Material:
::::::::::
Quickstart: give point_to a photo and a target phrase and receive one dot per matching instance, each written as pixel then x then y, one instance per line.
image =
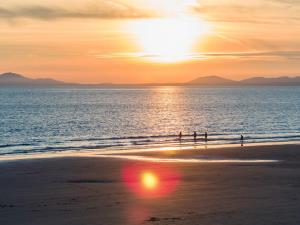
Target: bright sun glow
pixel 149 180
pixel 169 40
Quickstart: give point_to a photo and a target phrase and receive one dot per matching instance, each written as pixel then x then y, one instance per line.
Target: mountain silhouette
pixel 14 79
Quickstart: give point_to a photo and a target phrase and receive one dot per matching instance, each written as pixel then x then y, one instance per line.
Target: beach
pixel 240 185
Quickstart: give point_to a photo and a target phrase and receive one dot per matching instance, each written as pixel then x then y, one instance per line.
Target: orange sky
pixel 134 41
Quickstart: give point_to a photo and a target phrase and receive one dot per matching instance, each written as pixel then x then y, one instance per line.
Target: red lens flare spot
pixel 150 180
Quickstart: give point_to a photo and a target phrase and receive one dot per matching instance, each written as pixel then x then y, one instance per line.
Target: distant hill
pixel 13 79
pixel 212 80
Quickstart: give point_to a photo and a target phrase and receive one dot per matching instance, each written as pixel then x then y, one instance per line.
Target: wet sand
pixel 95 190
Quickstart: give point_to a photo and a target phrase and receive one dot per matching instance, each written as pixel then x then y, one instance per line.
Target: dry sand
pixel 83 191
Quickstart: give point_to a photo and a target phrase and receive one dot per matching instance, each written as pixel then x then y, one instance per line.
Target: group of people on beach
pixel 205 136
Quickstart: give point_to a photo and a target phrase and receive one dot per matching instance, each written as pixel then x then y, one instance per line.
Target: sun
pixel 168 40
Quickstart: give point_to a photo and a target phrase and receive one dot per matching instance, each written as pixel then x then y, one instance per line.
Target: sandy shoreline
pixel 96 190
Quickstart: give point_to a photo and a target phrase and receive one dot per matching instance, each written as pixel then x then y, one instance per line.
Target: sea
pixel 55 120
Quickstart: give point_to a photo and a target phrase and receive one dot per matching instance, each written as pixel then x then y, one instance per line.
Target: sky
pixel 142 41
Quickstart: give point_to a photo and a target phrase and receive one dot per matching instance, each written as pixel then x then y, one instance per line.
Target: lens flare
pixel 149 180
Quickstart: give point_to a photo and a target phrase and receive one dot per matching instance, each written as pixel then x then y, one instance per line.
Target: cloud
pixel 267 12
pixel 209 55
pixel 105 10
::::::::::
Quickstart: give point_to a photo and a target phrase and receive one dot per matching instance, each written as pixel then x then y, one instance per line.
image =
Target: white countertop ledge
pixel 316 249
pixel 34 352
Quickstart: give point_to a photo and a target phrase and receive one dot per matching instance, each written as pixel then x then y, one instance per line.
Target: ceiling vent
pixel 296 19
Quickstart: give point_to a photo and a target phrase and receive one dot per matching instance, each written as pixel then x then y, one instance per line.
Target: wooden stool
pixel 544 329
::::::::::
Goal:
Count the lines in the items above that contain the word "lens", and give only the number.

Exercise response:
2